Taking the line that contains "Query: white sleeveless top" as the first and the final line of the records as the last, write out every line between them exactly, ends included, and nothing else.

[Data items]

■ ■ ■

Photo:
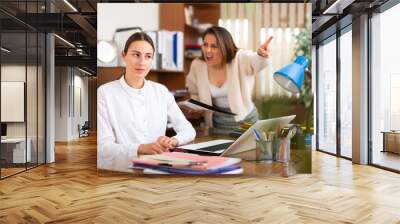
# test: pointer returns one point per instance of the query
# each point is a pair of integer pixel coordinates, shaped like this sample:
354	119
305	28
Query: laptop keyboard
215	148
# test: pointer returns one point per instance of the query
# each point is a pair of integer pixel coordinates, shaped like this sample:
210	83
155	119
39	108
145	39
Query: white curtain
250	24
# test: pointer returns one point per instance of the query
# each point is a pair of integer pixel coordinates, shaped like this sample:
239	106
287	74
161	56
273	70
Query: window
327	96
385	84
346	94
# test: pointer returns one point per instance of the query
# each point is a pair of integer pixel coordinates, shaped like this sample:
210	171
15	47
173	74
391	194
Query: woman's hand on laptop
191	113
167	142
153	148
163	144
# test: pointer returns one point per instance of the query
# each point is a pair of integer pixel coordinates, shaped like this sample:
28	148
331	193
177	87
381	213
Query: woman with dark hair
224	77
132	112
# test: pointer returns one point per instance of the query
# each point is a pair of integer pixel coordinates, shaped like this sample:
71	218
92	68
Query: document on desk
197	105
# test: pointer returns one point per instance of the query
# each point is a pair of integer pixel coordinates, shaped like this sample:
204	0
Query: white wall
67	117
111	16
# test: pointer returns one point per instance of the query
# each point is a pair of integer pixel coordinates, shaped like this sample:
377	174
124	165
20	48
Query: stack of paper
187	163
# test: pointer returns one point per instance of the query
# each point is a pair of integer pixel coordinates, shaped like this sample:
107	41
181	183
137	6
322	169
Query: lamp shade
291	77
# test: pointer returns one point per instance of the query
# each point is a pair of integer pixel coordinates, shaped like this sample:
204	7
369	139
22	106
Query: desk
300	162
13	150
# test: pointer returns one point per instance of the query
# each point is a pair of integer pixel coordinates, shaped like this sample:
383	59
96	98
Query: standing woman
132	112
224	77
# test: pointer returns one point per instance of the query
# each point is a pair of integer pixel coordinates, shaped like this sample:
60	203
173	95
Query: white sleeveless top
219	95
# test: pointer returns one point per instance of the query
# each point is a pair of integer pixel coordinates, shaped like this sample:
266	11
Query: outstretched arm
264	50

■ ■ ■

:: Exercise result ::
Query: white sleeveless top
219	95
# test: pointer returns one point per instance of the query
# each point is a pair of integer pixel coordinates, shaped like this sample:
266	11
Query: outstretched arm
264	50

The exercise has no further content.